▶ [Extrait de page]:
________

Les municipalités elles aussi affectées par la pénurie de main-d’oeuvre

MONTRÉAL — Départs à la retraite, emplois spécialisés difficiles à combler, nouvelles expertises; comme le secteur privé, les municipalités ont elles aussi du mal à dénicher la perle rare dans un contexte de pénurie de main-d’œuvre.

Pompiers, cadres, ingénieurs, techniciens, animateurs de camp de jour, moniteurs, sauveteurs, responsables en loisirs, notaires, avocats, horticulteurs, professionnels de l’administration et on en passe: la variété de postes disponibles dans le secteur municipal est impressionnante et pour cause. Depuis quelques années, le champ des compétences des municipalités s’est élargi, créant ainsi de nouveaux  besoins en main-d’œuvre.

«Si on se compare à il y a une quinzaine d’années, on réalise que la rareté du personnel s’est répandue dans tous les corps d’emploi», souligne Vincent Proulx, directeur des ressources humaines à la Ville de Pointe-Claire et président des Gestionnaires en ressources humaines des municipalités du Québec (GRHMQ).

«Un grand défi, ce sont les ingénieurs. Tout le monde s’arrache les ingénieurs», relate France Bélisle, mairesse de Gatineau et qui préside un comité de l’Union des municipalités du Québec (UMQ) pour faire des villes un employeur de premier choix pour les travailleurs.

À Gatineau, environ 40 postes sont affichés chaque semaine, ce qui représente 1 % du personnel de la municipalité.

Et plus on s’éloigne des grands centres, moins les candidats sont nombreux pour les emplois affichés.

Délais allongés

Les délais pour combler les postes se sont allongés, particulièrement depuis la pandémie. «Historiquement, on affichait pendant deux à quatre semaines, on réalisait les entrevues et on avait ensuite un délai de préavis du candidat à son précédent employeur. Ça donnait une période d’environ deux mois», énumère Marc-André Lavoie, directeur des ressources humaines à la Ville de Matane.

Dans le contexte actuel, cette période a doublé, voire triplé, avec un délai supplémentaire d’environ 60 jours, en moyenne, pour embaucher.  «Même si on procède rapidement à l’affichage, on en a pour deux ou trois mois quand ça va bien, alors si on ajoute ce 60 jours, plus les entrevues, la notice de deux à quatre semaines à l’autre employeur, ça prend beaucoup plus de temps», illustre M. Proulx.

________

Enregistrements de données

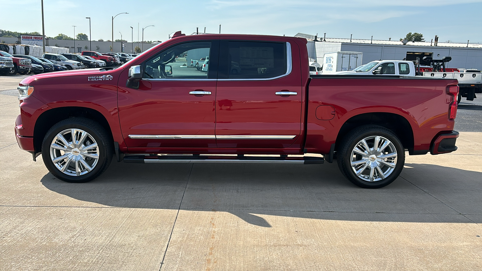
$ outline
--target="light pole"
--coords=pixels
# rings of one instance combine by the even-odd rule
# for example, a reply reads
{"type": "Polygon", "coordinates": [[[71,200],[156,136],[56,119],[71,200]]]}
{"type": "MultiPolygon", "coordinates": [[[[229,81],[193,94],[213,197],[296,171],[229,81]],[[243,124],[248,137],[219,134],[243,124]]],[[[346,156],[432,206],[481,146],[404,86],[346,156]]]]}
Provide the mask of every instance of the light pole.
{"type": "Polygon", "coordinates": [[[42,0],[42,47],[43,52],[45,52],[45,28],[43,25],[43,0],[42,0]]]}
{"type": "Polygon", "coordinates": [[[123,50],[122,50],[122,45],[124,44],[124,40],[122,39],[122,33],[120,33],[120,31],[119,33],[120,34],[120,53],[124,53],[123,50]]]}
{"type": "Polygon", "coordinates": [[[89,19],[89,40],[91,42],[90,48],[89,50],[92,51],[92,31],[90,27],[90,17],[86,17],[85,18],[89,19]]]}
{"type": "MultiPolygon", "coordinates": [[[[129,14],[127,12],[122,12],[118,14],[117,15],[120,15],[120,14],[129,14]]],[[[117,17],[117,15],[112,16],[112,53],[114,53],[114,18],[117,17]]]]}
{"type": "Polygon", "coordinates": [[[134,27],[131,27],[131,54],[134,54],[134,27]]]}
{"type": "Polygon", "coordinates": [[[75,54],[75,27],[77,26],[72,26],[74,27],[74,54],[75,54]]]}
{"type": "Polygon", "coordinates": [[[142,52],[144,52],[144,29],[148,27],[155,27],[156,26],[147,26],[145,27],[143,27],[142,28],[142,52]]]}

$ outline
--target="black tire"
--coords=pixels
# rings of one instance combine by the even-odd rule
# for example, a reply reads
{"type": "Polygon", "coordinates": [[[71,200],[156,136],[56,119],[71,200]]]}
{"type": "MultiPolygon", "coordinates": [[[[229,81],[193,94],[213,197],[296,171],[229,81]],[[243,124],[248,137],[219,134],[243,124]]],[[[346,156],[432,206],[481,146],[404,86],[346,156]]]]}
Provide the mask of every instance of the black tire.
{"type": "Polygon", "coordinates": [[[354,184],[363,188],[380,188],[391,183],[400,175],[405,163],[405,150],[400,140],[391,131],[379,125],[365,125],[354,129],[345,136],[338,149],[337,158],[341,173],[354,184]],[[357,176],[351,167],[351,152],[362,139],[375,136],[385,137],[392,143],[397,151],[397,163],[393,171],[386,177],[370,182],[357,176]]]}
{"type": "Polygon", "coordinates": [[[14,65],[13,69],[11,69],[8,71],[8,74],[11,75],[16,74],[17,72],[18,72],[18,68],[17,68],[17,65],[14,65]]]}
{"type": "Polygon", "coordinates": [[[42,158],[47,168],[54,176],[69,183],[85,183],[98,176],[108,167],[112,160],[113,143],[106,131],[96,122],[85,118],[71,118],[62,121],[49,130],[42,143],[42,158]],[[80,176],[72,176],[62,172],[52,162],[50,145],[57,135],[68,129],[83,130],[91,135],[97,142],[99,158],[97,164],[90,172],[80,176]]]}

________

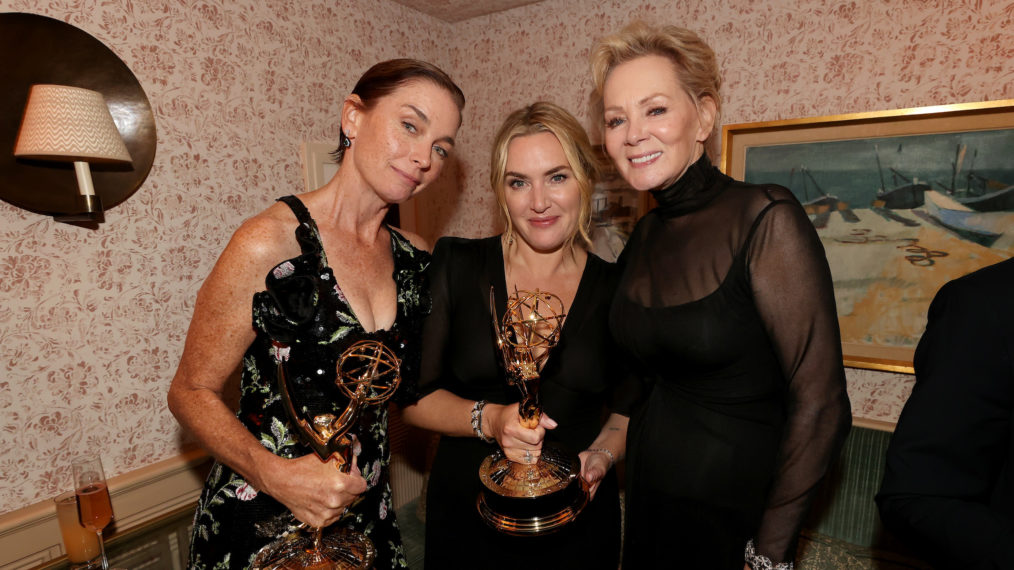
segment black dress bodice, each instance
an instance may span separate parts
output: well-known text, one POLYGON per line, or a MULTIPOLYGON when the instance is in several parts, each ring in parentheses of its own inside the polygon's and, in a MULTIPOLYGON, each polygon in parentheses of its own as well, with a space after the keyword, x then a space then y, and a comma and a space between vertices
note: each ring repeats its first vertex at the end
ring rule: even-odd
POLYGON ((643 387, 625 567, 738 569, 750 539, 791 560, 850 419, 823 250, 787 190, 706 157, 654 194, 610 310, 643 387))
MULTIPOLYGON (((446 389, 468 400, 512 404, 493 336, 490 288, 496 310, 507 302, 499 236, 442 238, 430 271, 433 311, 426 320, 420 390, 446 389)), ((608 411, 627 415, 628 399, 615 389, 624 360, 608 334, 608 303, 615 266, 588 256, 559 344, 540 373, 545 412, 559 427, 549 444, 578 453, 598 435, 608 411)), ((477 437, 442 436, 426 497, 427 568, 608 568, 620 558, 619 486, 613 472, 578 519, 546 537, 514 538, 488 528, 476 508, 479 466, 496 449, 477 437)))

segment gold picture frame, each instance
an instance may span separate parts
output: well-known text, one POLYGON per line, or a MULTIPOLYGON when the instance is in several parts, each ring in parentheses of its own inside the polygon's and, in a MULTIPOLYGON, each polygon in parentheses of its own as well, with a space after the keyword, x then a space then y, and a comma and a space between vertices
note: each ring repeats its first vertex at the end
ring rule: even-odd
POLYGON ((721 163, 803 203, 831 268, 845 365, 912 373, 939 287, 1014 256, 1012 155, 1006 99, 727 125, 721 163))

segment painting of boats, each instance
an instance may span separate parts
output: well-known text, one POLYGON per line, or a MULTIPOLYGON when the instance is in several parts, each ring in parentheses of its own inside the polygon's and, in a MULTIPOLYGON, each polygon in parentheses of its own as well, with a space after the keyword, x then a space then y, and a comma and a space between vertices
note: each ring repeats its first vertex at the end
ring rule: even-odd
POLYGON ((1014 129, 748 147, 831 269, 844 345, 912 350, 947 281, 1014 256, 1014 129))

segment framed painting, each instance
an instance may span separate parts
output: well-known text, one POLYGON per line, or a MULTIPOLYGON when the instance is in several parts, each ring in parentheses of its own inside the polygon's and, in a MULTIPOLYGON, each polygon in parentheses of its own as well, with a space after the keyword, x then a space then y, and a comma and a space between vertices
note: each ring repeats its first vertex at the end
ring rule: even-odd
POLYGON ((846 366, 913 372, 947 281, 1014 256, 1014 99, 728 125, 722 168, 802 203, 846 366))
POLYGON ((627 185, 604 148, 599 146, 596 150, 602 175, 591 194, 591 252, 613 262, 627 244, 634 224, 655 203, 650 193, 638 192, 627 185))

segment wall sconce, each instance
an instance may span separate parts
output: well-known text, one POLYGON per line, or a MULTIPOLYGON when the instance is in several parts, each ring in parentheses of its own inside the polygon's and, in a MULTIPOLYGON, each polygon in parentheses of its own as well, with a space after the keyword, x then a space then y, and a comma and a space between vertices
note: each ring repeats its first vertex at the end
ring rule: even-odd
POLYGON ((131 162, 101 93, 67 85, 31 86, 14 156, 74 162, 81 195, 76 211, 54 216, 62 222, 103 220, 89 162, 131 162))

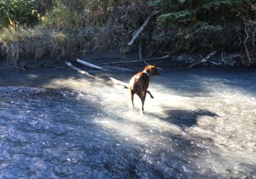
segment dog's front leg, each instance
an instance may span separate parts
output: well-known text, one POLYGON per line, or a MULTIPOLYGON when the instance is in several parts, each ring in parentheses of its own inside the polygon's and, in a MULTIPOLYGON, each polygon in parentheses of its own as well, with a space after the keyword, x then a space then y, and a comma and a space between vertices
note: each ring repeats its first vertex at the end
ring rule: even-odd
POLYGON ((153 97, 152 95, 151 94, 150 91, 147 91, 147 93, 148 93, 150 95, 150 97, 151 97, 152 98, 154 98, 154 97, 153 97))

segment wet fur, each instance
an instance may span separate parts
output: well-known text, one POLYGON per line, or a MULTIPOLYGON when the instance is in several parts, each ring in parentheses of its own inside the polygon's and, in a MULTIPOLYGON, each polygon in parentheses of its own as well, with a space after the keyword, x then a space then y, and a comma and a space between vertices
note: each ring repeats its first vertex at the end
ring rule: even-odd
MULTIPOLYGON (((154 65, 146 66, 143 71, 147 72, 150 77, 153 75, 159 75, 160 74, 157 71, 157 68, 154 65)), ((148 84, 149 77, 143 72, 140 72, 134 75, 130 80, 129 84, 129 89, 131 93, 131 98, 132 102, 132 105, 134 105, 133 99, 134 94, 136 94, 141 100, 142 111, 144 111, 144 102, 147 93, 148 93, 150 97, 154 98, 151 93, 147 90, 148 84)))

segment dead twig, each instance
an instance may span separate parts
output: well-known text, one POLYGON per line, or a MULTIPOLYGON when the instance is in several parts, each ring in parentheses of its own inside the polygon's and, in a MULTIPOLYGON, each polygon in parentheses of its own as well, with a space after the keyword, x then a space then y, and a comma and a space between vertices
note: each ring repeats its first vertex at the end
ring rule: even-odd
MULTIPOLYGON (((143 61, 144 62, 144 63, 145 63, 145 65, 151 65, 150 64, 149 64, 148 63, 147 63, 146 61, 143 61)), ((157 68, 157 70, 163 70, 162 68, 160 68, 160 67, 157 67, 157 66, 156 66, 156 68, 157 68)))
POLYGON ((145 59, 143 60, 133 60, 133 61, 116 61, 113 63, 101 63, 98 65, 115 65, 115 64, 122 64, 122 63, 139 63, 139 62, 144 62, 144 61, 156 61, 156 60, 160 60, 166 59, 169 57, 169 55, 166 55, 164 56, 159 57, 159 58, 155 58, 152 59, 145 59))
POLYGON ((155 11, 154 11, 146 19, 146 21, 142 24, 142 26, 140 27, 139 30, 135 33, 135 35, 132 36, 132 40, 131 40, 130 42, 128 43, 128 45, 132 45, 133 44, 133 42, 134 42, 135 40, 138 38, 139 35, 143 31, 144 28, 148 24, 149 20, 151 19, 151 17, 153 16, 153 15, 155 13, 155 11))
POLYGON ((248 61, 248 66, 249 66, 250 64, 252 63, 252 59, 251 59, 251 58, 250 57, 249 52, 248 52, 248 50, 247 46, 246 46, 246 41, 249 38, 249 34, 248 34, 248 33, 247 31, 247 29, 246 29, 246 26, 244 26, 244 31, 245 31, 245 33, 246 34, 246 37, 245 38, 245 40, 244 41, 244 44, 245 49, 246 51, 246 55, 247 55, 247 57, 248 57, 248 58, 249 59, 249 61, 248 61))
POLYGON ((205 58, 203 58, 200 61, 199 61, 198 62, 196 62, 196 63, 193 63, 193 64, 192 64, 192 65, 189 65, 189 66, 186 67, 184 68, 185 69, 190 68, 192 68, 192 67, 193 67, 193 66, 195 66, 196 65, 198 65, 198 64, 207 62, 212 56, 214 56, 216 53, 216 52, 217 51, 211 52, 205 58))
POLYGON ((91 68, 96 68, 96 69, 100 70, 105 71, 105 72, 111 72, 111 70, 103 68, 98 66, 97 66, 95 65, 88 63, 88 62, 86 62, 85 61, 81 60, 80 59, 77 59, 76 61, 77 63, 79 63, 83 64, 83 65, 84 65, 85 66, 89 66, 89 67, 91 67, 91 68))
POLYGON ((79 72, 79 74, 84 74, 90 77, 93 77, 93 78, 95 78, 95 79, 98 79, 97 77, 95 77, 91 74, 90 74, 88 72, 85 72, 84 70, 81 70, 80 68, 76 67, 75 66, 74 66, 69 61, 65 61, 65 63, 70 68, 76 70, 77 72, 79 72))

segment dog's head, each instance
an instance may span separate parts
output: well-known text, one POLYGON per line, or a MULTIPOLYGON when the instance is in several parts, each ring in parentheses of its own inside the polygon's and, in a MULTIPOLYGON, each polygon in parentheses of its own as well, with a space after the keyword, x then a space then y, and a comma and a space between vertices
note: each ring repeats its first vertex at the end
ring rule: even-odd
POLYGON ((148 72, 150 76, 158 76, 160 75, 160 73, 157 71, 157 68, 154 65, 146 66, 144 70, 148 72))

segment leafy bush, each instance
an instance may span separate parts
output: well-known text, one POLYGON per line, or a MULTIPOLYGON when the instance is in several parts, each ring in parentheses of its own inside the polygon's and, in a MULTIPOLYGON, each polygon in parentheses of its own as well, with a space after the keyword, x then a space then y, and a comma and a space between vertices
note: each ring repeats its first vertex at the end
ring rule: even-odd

________

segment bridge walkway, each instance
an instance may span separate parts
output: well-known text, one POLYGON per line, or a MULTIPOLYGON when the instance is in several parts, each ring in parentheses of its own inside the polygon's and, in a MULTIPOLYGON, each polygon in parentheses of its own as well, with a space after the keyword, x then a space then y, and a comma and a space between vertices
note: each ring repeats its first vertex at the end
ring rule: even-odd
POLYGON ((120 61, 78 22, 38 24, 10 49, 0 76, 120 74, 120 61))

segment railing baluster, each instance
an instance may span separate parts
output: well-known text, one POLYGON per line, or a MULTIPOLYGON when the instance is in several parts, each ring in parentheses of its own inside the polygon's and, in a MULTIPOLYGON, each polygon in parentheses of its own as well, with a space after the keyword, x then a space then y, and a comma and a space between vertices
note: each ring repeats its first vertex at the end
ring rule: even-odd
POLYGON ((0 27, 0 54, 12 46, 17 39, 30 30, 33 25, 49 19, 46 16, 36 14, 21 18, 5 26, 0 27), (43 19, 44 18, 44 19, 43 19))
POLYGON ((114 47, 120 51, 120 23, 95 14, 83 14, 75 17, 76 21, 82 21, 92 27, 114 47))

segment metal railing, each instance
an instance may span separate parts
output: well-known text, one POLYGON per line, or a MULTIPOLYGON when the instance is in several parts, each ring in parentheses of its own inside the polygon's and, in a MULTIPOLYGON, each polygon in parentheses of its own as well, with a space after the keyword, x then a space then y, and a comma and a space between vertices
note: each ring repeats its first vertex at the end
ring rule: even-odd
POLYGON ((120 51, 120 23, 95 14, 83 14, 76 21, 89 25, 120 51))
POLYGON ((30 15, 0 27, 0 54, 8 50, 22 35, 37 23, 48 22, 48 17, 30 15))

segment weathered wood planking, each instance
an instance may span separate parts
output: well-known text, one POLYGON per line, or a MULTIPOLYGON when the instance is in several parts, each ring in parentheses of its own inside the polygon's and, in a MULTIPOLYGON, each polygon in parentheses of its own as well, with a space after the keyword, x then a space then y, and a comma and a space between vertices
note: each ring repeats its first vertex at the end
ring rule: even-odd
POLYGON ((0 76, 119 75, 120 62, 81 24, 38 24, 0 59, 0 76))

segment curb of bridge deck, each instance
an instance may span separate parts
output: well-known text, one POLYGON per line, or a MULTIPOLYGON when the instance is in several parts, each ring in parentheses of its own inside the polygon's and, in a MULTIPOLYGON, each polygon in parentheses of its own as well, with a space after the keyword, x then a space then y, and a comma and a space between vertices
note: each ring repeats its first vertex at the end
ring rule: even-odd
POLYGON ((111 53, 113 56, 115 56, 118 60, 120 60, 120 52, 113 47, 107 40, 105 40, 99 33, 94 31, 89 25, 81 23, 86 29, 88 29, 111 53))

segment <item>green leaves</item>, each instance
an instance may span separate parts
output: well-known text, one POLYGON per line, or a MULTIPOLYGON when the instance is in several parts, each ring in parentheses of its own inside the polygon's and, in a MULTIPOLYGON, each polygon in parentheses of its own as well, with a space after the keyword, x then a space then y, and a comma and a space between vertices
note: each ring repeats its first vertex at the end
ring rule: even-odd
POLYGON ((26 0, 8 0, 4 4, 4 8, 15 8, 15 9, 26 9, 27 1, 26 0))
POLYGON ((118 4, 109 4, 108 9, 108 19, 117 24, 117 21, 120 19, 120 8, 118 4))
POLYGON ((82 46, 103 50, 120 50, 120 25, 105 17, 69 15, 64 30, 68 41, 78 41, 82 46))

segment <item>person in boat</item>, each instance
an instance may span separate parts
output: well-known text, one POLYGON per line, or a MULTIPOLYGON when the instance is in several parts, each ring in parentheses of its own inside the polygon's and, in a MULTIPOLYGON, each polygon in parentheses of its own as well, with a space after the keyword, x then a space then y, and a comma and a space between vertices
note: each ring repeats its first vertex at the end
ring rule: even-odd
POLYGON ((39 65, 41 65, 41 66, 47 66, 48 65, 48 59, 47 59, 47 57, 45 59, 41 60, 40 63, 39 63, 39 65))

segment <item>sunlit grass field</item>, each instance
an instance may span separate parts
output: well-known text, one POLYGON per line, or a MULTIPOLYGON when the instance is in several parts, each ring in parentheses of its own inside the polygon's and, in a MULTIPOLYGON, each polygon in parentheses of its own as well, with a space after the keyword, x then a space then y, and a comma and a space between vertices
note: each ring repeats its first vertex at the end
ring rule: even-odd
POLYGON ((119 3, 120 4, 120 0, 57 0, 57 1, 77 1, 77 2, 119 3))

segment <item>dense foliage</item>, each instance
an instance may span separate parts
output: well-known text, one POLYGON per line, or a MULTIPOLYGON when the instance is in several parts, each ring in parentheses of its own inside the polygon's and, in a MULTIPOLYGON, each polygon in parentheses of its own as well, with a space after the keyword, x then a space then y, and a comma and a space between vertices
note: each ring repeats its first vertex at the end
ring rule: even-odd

________

▶ [Tâches à réaliser]:
A – Selon l'extrait sur la pénurie de main-d'œuvre municipale, combien de postes la Ville de Gatineau affiche-t-elle chaque semaine, et quelle part de son personnel cela représente-t-il ?
B – Reproduisez fidèlement le passage de l'extrait sur la pénurie de main-d'œuvre municipale qui va de « MONTRÉAL — Départs » à « pénurie de main-d’œuvre. ».

▶ [Réponses par tâche]:
A – Environ 40 postes par semaine, soit 1 % du personnel de la municipalité.

B –
MONTRÉAL — Départs à la retraite, emplois spécialisés difficiles à combler, nouvelles expertises; comme le secteur privé, les municipalités ont elles aussi du mal à dénicher la perle rare dans un contexte de pénurie de main-d’œuvre.